_Problem to work on_. Continue the excerpt on sensor fusion for the Discriminating Interceptor Technology Program, starting after its last sentence.

_Page excerpt_.

2.2 Discriminating Interceptor Technology requirements for an on-board sensor fusion processor 

The Ballistic Missile Defense Organization (BMDO) is conducting the Discriminating Interceptor Technology Program 
(DITP) for the development of advanced and enabling fast frame seeker capabilities. The challenge for the technology is to 
combat more complex future threats facing the National and Theater Missile Defense (NMD/TMD). The objective is to 
develop miniaturized interceptor components and subsystems to meet serious space, weight, and power constraints [1]. In 
this regard, part of a major effort is directed towards the development of new sensor data fusion processing technology that 
will particularly address high speed and on-board autonomy. This capability can achieve earlier target acquisition, thereby 
extending the time-to-engage and reducing the dependence on the external battle management and ofT-board surveillance 
assets [1], 

Once the initially required off-board battle management intelligence is provided to the seeker, the primary goal of the DITP is 
to exploit the multi-phenomenological sensor data obtained from on-board LADAR and infrared detector arrays for threat 
engagement via development and integration of real-time sensor fusion algorithms and processors. The overriding 
hypothesis is that sensor data fusion at three levels (i.e., signal, feature, and decision) is necessary to improve its capability 
and to accommodate a wide variety of missions and targets.

_Information given_.
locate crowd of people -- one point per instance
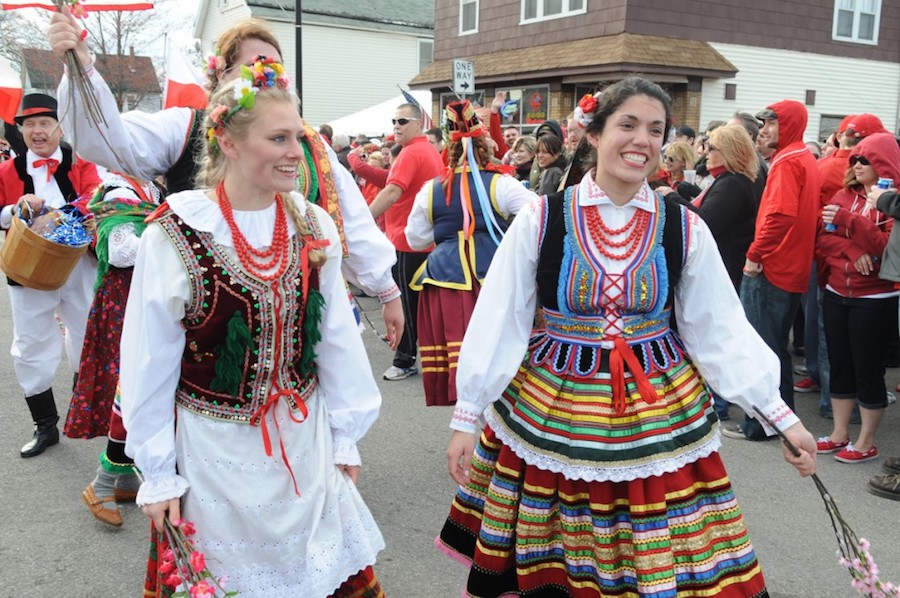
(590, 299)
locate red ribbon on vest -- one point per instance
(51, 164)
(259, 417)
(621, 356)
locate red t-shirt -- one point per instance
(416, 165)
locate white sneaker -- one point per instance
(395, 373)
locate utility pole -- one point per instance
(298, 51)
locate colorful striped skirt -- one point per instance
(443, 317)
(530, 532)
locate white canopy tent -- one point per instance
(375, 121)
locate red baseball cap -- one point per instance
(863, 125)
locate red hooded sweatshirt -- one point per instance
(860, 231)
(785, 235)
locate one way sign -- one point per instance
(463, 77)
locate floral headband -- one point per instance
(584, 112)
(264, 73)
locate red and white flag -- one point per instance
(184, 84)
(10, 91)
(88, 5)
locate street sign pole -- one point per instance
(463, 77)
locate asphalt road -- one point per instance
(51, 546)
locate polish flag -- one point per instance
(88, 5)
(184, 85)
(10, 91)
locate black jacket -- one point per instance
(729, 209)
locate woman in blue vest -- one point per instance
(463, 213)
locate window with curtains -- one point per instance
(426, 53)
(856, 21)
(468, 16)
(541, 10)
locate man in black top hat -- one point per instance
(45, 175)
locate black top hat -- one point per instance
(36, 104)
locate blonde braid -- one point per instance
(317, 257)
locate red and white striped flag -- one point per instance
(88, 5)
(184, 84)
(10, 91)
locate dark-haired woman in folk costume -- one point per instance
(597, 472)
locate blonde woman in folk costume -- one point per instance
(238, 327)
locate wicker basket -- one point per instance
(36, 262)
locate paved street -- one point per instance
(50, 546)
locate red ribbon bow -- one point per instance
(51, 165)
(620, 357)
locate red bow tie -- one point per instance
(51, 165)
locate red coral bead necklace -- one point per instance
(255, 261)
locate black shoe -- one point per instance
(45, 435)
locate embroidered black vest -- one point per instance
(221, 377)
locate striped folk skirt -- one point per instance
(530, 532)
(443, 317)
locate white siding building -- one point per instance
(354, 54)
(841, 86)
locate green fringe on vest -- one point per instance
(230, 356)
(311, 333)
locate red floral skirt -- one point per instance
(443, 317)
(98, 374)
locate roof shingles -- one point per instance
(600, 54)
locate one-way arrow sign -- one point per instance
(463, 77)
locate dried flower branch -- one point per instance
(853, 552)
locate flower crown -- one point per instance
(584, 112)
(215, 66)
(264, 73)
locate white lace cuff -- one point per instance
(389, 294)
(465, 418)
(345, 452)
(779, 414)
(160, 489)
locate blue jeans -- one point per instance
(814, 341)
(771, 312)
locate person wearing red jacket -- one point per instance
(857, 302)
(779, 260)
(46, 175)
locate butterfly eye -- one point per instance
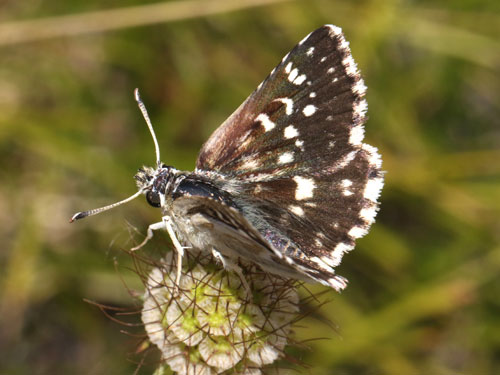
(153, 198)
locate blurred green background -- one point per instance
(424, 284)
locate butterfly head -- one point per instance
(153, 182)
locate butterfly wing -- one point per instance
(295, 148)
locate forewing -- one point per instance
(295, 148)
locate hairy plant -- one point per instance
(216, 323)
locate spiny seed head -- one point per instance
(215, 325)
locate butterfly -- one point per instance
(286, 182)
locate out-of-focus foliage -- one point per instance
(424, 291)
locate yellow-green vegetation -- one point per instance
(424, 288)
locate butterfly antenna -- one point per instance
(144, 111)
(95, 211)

* * *

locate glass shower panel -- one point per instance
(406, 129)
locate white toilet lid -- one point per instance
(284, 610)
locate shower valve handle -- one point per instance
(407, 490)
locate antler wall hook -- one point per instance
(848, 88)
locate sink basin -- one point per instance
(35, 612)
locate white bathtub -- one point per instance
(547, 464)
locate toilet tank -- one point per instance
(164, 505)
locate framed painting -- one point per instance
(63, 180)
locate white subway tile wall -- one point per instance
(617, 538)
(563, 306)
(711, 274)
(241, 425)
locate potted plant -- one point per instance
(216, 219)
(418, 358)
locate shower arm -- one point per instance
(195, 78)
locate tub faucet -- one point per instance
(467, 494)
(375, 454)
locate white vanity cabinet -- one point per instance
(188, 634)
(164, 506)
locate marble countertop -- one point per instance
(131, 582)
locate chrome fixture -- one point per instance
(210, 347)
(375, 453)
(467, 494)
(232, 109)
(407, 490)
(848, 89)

_Output of the exercise_.
In order to meet the challenge of compact, low power, and high-speed on-board data processing, a novel intelligent sensor 
data fusion processing architecture, termed the Extended Logic Intelligent Processing System (ELIPS), has been developed. 
ELIPS integrates the analog hardware technology of neural networks, fuzzy logic, and expert rule processing with the 
conventional digital processing using a host computer. The individual modules are designed to be recon figurable and 
cascadable. In addition, the overall architecture has been developed to be flexible enough for rerouting of signals to any 
required processing module by having an interconnecting network with switching arrays. 

This paper briefly describes the ELIPS concept and architecture, focusing more on the hardware implementation of the 
individual ELIPS component modules. Experiments with test chips implementing ELIPS modules illustrate the performance 
of the analog ASIC implementation. 

2. FUZZY, EXPERT AND NEURAL COMPUTATION: FUNDAMENTALS AND PREVIOUS 

DEDICATED HARDWARE IMPLEMENTATIONS 

2. 1 Fundamentals of fuzzy, expert and neural computation 

Expert systems are considered in the sensor fusion literature to have a variety of utilities. An example detailed in [2] is 
guiding the user in defining the architecture for the sensor fusion system. Fuzzy logic and neural networks are also becoming 
widely accepted in the sensor fusion community as techniques which proved powerful in sensor fusion applications [3], [4]. 
Conditional rule-based systems are using rules of the form “IF a is A AND b is B THEN y is Y’ where a, b, and y the input 
and output variables respectively, and A, B, Y are classes - in particular fuzzy classes/sets. Thus, a rule-base system can be 
seen as accepting input data from measurements or preprocessing and providing outputs as transformed by the rules. In 
particular the outputs could be associated with classes to which the inputs cluster and the magnitude of the outputs associated 
to the degree of membership to these classes. (Another possible interpretation is that the numbers represent the confidence in 
the classification, e.g. 70% confidence that the object is target 1, 20% that it is target2, 10% confidence that it is decoy.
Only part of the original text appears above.